- **TO BE DONE**: Turn everything in the records from the line containing "42 in the picture above." down to the line containing "(1089, 501)", both included, into a numbered list with one line per item, leaving out any blank lines. Include nothing outside that span.

:: MATERIAL FOR THIS EXERCISE ::

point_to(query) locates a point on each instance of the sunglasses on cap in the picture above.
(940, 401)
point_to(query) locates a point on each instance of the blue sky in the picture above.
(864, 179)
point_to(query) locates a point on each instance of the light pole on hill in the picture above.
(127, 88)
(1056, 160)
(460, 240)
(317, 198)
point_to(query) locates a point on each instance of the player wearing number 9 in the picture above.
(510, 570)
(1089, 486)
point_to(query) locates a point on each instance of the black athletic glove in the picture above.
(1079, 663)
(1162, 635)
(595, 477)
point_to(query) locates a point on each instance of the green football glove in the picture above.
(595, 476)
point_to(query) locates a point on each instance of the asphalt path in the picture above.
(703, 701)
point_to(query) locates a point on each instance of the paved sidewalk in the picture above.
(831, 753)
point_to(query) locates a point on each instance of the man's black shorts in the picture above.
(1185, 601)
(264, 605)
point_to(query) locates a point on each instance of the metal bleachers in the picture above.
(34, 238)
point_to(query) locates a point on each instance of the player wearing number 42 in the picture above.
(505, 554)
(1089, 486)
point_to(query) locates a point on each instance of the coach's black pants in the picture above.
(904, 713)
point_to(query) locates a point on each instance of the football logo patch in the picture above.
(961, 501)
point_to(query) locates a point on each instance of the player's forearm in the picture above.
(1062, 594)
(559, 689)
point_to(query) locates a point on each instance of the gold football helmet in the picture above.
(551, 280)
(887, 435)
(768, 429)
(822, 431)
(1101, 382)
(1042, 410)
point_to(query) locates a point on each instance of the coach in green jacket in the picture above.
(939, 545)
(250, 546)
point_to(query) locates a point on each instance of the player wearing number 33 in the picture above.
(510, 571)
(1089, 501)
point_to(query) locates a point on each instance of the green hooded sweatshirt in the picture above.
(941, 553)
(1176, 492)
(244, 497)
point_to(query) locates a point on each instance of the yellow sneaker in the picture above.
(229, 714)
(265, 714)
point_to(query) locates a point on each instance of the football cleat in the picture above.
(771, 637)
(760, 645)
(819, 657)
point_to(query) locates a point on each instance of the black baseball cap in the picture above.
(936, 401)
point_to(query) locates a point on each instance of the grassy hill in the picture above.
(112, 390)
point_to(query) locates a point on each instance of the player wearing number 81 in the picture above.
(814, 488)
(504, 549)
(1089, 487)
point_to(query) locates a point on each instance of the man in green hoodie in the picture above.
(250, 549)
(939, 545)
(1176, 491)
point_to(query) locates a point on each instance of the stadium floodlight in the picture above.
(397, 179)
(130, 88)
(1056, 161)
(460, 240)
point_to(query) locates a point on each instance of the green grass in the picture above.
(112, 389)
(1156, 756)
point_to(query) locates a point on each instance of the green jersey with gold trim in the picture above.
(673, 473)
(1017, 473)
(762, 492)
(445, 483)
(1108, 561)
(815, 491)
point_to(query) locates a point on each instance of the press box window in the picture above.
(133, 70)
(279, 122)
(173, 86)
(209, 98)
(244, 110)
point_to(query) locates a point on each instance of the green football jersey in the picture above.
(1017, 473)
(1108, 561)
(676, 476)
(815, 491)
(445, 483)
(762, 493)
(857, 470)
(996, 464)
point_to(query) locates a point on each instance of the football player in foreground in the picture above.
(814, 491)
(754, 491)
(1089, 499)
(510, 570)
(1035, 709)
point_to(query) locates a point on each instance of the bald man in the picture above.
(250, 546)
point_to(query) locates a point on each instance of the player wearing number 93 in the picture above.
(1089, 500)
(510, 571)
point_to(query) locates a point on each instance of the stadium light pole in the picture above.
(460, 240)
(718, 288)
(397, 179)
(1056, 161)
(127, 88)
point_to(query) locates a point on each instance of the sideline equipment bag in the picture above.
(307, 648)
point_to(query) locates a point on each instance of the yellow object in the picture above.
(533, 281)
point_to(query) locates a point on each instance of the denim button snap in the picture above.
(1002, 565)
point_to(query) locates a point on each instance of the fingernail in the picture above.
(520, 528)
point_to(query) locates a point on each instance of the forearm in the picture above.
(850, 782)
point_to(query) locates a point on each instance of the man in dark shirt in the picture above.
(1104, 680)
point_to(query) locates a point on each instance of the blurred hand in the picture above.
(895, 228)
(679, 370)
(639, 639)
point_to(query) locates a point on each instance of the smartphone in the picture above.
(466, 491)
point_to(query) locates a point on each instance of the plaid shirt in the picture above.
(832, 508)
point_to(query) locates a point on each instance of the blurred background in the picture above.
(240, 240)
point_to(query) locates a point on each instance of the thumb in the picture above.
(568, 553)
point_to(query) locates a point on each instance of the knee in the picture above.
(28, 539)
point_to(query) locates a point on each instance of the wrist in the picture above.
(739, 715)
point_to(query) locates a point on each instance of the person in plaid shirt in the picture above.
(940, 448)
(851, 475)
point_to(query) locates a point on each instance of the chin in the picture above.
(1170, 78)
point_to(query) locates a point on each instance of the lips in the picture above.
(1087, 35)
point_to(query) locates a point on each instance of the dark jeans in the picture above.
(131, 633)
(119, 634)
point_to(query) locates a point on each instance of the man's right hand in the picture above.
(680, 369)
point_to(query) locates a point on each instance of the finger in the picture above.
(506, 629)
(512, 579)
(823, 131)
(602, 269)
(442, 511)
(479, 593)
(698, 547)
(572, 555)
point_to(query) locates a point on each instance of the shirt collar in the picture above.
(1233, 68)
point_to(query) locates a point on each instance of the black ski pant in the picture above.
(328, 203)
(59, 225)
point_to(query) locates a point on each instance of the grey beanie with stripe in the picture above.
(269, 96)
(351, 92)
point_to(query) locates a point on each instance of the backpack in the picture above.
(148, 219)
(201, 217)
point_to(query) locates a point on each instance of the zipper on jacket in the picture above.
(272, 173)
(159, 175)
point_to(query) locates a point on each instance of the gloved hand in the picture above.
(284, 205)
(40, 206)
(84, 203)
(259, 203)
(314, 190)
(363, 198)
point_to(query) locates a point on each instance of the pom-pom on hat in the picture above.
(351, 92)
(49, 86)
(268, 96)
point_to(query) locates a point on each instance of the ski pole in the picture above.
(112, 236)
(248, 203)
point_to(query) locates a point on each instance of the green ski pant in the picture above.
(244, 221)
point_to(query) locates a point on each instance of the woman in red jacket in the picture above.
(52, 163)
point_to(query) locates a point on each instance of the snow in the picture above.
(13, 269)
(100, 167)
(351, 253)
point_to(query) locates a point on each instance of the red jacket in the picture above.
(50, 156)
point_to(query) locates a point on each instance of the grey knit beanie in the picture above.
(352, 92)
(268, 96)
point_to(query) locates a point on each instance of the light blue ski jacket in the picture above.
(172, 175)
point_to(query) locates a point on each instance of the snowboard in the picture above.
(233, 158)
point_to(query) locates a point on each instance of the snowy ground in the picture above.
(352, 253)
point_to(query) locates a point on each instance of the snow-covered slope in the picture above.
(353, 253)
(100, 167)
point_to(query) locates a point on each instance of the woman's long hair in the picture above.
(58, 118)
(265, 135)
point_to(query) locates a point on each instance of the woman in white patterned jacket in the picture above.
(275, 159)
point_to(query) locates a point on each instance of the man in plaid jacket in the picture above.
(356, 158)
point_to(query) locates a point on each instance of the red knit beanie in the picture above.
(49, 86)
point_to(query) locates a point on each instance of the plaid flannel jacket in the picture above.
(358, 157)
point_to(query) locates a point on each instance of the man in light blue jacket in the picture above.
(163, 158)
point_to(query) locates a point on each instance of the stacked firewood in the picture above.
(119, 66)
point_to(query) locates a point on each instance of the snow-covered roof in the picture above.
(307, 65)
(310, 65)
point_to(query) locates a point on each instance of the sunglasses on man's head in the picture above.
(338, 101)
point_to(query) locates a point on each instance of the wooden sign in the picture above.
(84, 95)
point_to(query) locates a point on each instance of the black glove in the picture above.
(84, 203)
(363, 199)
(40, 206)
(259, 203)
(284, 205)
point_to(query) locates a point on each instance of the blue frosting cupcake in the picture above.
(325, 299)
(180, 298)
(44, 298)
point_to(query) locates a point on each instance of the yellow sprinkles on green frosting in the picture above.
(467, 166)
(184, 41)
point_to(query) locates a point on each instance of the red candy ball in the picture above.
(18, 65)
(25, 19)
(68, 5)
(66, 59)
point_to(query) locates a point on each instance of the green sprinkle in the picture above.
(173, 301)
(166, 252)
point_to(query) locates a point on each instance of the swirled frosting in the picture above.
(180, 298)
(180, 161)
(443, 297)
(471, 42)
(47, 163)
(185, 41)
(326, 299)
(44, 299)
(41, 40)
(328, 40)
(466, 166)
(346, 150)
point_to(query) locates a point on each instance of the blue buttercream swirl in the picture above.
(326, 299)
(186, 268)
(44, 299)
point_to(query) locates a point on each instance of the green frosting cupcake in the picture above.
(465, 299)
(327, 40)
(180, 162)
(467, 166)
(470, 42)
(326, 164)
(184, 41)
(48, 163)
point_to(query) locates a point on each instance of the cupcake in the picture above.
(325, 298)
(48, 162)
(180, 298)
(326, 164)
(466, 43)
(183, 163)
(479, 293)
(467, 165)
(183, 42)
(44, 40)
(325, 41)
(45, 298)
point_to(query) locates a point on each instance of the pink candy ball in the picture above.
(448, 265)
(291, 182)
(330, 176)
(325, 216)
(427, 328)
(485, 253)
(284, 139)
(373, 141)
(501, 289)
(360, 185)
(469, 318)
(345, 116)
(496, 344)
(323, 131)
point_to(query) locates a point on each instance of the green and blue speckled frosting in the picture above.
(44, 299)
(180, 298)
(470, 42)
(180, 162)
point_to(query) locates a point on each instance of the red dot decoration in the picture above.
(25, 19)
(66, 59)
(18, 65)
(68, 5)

:::

- **SOLUTION TO THIS EXERCISE**:
1. point_to(query) locates a point on each instance of the player wearing number 42 in the picture above.
2. (505, 554)
3. (1089, 486)
4. point_to(query) locates a point on each instance of the coach's black pants in the picture above.
5. (904, 713)
6. point_to(query) locates a point on each instance of the football logo patch in the picture above.
7. (961, 501)
8. point_to(query) locates a point on each instance of the player's forearm in the picture above.
9. (1062, 594)
10. (559, 689)
11. point_to(query) locates a point on each instance of the gold football helmet in the picture above.
12. (551, 280)
13. (887, 435)
14. (768, 429)
15. (822, 431)
16. (1101, 382)
17. (1042, 410)
18. point_to(query) locates a point on each instance of the coach in green jacket in the picture above.
19. (939, 545)
20. (250, 546)
21. point_to(query) locates a point on each instance of the player wearing number 33 in the picture above.
22. (510, 571)
23. (1089, 501)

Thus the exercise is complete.